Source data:
====
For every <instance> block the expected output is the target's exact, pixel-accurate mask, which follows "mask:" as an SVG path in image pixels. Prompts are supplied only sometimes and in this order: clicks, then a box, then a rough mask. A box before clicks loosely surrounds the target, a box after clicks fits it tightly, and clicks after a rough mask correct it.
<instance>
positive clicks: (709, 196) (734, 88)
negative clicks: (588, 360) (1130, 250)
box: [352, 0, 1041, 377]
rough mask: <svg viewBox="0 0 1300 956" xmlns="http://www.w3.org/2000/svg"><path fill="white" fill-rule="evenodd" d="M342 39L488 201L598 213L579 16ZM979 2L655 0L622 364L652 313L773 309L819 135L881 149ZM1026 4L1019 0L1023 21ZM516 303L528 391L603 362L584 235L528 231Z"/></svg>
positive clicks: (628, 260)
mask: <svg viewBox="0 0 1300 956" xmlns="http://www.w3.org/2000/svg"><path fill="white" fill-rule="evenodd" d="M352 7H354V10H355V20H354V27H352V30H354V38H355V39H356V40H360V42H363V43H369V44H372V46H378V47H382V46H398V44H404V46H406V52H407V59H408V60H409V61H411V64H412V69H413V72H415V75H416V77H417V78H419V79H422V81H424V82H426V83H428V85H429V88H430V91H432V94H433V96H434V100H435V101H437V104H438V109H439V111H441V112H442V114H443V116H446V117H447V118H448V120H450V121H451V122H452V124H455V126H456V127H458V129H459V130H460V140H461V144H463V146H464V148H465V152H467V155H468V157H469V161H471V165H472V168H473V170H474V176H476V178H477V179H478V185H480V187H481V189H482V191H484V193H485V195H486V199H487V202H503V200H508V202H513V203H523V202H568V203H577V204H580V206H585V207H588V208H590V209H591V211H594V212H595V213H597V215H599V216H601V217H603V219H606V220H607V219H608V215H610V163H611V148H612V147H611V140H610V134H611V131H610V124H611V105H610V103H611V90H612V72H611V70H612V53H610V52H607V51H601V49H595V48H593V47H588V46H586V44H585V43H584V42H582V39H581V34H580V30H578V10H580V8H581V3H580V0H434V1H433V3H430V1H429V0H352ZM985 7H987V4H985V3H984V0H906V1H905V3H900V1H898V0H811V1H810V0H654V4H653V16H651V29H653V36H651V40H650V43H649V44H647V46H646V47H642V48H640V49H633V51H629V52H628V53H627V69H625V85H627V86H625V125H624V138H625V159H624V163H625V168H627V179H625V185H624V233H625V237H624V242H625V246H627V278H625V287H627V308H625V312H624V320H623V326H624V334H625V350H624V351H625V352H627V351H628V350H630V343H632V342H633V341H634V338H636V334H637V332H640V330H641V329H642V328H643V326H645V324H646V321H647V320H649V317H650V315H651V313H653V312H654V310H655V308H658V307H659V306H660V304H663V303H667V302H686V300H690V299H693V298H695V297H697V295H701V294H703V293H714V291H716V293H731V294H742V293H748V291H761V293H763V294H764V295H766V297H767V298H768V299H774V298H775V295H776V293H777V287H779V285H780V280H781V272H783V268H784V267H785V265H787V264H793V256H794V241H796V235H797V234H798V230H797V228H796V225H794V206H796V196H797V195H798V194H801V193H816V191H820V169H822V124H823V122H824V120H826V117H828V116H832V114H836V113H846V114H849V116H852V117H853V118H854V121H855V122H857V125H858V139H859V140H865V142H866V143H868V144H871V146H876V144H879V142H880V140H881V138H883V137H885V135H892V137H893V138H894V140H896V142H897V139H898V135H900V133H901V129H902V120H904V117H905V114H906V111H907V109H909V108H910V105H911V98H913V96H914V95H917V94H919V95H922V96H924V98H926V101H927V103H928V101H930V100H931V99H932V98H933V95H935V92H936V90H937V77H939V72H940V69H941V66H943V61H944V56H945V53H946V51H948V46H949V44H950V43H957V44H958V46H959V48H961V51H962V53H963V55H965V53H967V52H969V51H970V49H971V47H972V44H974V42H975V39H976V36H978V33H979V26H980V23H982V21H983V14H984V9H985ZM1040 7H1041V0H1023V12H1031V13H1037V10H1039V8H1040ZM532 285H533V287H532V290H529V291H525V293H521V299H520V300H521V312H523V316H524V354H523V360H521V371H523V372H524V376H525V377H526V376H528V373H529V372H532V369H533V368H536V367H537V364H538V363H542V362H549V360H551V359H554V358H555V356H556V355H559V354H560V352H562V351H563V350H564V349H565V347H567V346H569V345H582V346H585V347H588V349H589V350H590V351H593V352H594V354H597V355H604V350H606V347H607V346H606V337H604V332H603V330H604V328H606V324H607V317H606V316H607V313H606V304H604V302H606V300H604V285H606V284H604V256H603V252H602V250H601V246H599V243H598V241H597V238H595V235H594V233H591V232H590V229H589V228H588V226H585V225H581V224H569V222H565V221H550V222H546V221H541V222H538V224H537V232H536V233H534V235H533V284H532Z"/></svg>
====
Go through the entries and filter for lines holding the word "instance"; copy each match.

For every <instance> block the expected output is the target's exact, pixel-accurate mask, which follows "mask:" as an SVG path in image pixels. Prompts are supplied only sometimes and in this order: clicks, then a box, then a rough mask. A box before clicks loosely surrounds the target, a box after clicks fits it tightly, and clicks after a rough mask correct it.
<instance>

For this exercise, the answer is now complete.